Selected text
○ ○ ○ ○ ○ ○ ○

Respected trade magazine Property Week is reporting that after almost 14 years of inflicting development blight on Croydon town centre, without ever laying a single brick, Westfield could be about to flog off their interests in south London once and for all, in order to plug a financing hole in another scheme in Hamburg.

Here’s the news: Property Week‘s Westfield report, published last night

Initial suggestions were that Westfield – in the form of Paris-based Unibail Rodamco Westfield – were denying the Property Week story.

That seems curious since the multinational megabillion development company had been approached by the journal before publication and declined to comment.

The Property Week story is based on URW’s own, latest investor report, which says that the Croydon site is “being considered for ‘co-development or future disposal’.”

Any sale of Westfield’s stake in Croydon would come as a hammerblow to the borough’s Mayor Jason Perry, who has staked everything on being able to portray himself as the local politician who delivered the scheme – or at least delivered the third version of its planning permission.

A significant problem for Westfield, in large part thanks to their own commercial indecision and inertia, is that Croydon is not an attractive asset any longer.

Westfield had spent years screwing down the value of the Hammerson bit of their “Croydon Partnership” – the Centrale shopping centre – until the distressed mall operators sold up in 2023. Now, the market has done much the same to Westfield.

Veteran property journalist Peter Bill commented this morning that any Croydon deal “will need to be a bargain basement sale”.

It all suggests yet more uncertainty and delay for what was presented in 2012 as a £1.4billion redevelopment of Croydon town centre that would be delivered in 2017.

Detail-lite: with their Masterplan Framework, all Westfield has said is that they want to build some flats

After being given effective carte blanche by the council’s planning department with their latest “Masterplan Framework” in February this year, a formal planning application was supposed to be submitted by URW by the end of this year.

○ ○ ○ ○ ○ ○ ○

Listed entries
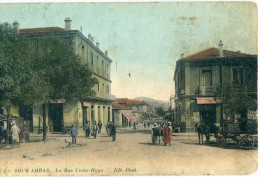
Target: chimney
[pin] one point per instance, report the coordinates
(16, 26)
(221, 49)
(67, 23)
(90, 38)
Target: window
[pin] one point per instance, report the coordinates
(102, 67)
(207, 77)
(238, 76)
(92, 58)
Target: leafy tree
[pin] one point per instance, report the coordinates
(29, 76)
(234, 99)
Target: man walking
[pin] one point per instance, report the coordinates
(73, 133)
(95, 128)
(113, 132)
(15, 133)
(87, 129)
(99, 127)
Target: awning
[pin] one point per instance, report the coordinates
(129, 116)
(86, 104)
(208, 100)
(57, 101)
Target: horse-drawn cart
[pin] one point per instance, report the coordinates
(230, 131)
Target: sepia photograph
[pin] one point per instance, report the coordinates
(154, 88)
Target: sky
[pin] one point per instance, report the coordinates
(146, 39)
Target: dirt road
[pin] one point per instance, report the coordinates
(131, 154)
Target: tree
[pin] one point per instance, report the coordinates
(15, 71)
(160, 111)
(234, 99)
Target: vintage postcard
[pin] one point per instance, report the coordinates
(128, 88)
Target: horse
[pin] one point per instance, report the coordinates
(206, 129)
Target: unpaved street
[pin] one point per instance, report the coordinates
(131, 154)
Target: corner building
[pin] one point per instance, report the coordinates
(59, 114)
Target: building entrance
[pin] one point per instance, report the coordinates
(56, 117)
(208, 113)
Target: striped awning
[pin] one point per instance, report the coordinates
(207, 100)
(129, 116)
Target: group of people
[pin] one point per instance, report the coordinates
(96, 128)
(166, 132)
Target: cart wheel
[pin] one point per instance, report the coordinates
(221, 141)
(247, 141)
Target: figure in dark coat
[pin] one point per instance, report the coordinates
(167, 134)
(113, 132)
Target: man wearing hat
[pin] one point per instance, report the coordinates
(15, 133)
(113, 132)
(167, 134)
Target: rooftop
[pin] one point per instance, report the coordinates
(129, 102)
(213, 53)
(119, 106)
(41, 30)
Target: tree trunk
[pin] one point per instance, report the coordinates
(44, 122)
(7, 141)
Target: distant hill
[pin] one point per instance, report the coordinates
(153, 103)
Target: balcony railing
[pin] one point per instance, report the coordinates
(207, 90)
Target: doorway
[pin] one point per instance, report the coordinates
(56, 116)
(208, 114)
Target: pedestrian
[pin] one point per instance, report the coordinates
(1, 133)
(95, 128)
(99, 127)
(73, 132)
(167, 134)
(87, 128)
(107, 128)
(113, 132)
(15, 131)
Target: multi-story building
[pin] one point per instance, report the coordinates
(61, 115)
(122, 115)
(197, 77)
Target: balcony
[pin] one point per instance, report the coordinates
(110, 97)
(207, 90)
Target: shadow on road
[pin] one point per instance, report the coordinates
(214, 144)
(151, 144)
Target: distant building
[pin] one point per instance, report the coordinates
(61, 115)
(139, 108)
(197, 77)
(122, 115)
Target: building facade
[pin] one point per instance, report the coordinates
(61, 115)
(197, 77)
(139, 108)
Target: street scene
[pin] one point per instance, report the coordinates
(128, 89)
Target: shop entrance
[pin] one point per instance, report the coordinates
(56, 117)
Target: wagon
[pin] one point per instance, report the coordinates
(230, 131)
(156, 134)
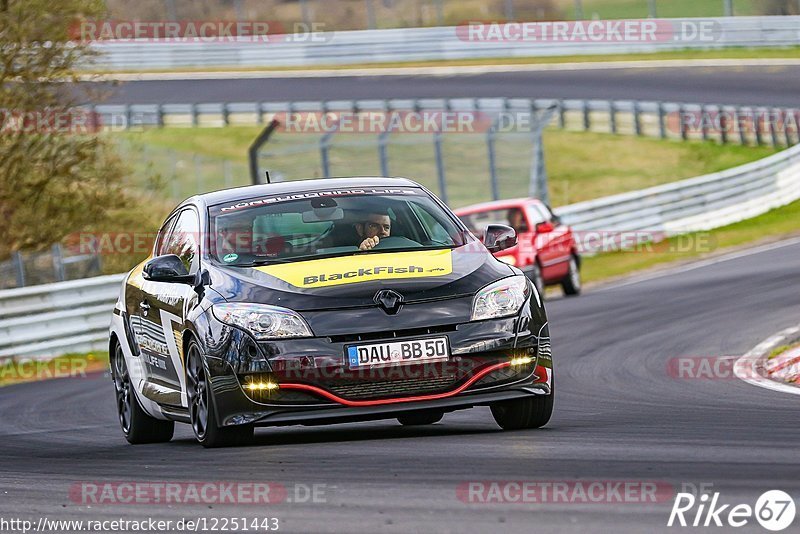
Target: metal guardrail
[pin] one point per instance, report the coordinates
(725, 123)
(692, 205)
(52, 319)
(72, 316)
(439, 43)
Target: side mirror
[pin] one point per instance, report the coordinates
(545, 227)
(499, 237)
(168, 268)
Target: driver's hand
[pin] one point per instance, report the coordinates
(369, 243)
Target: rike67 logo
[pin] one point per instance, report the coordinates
(774, 510)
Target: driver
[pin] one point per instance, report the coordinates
(372, 228)
(236, 236)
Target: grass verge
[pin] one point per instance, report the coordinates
(775, 224)
(789, 52)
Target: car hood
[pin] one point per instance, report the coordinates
(353, 281)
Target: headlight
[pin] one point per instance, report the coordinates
(509, 259)
(500, 299)
(263, 321)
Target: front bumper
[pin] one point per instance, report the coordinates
(315, 386)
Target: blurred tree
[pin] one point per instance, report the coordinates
(57, 176)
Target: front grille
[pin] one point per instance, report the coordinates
(389, 335)
(393, 388)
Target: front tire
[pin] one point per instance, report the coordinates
(530, 412)
(420, 418)
(202, 411)
(137, 426)
(572, 283)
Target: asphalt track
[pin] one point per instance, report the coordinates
(619, 416)
(751, 85)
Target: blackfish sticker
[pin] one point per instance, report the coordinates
(363, 268)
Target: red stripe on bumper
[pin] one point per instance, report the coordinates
(336, 398)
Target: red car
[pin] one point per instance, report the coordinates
(546, 249)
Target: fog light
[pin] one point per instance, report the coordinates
(522, 360)
(261, 386)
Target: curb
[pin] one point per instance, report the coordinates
(433, 70)
(751, 368)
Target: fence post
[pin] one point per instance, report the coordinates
(704, 122)
(742, 129)
(323, 153)
(437, 146)
(662, 128)
(587, 124)
(772, 130)
(612, 116)
(226, 114)
(684, 132)
(20, 268)
(757, 126)
(226, 172)
(723, 124)
(637, 119)
(58, 262)
(490, 136)
(174, 158)
(785, 114)
(370, 15)
(383, 139)
(198, 171)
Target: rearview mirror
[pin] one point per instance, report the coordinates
(168, 268)
(326, 214)
(545, 227)
(499, 237)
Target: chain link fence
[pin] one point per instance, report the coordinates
(57, 264)
(301, 15)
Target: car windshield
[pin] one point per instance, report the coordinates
(285, 228)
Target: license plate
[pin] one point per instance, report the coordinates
(397, 353)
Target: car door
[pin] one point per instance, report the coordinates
(553, 257)
(163, 309)
(146, 333)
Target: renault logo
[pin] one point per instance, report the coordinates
(389, 301)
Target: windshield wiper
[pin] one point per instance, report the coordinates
(273, 261)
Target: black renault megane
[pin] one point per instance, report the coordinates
(324, 301)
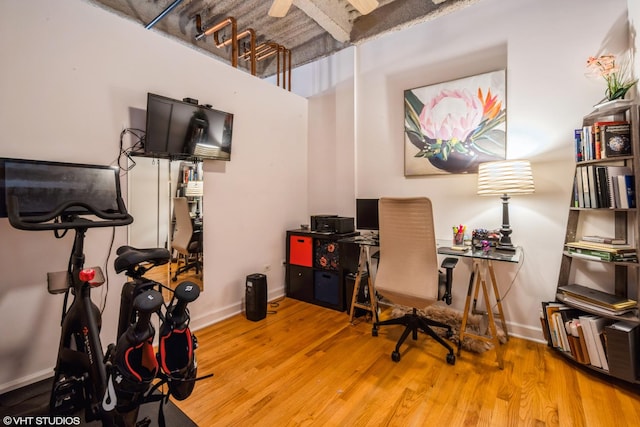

○ ○ ○ ○ ○ ○ ○

Exercise task A
In the Westfield Croydon article, what did the 2012 presentation of the town center redevelopment promise in cost and completion date?
Exercise task B
Please write the next part of the Westfield Croydon article, picking up after its final sentence.
The records have no connection to the Westfield Croydon article.

Right answer A
It was presented as a £1.4billion redevelopment of Croydon town centre to be delivered in 2017.

Right answer B
In interviews with Inside Croydon, senior figures from the site’s freeholders, the Whitgift Foundation, had revealed that any scheme that comes forward would now be residential-based, with 3,000 homes delivered as a private-public partnership, with Westfield bailed out with millions of housing funding from central government and the Greater London Authority.

Property Week reports that Westfield “is considering selling its Croydon development site following a £448million overspend at its Westfield Hamburg-Überseequartier development”.

They report: “The firm’s masterplan to transform Croydon town centre, including the Whitgift and Centrale shopping centres, into a mixed-use destination was unveiled last November. However, it is now looking increasingly unlikely URW will be able to deliver the plans alone.”

Hamburg is to get something very much like what Westfield first promised for Croydon (though without the cruise ship terminal), with “170 stores, 40 restaurants and bars, an art museum, three hotels and a cruise ship terminal when complete”, with the price tag now at £1.86billion.

“URW now needs to complete €2.2billion (£1.9billion) of disposals across this year and early 2026 as a result of its capital allocation strategy, with €1billion (£860million) of sales already secured, the firm told investors at its most recent investor day,” Property Week reports.

URW investors were told that the company would now have “a focus on improving existing assets and an aversion to taking on ‘direct construction risk on large-scale development projects’.” It is all very much like 2020, when URW removed Croydon from its development “pipeline” altogether.

“The firm will lack cash to develop the Croydon masterplan without major capital recycling, opening the possibility of the site being sold to cover the overspend at Hamburg, a source told Property Week.”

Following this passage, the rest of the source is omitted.